* _Exercise goal_: Return each line of the material below as a JSON list of strings, one string per line, leaving out blank lines.
........
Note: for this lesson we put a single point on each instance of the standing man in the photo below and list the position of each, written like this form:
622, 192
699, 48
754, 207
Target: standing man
........
* _Answer for the task_:
[
  "Note: for this lesson we put a single point on each instance of the standing man in the photo below and list the position of each, written like this form:",
  "622, 192",
  "699, 48",
  "754, 207",
  "Target: standing man"
]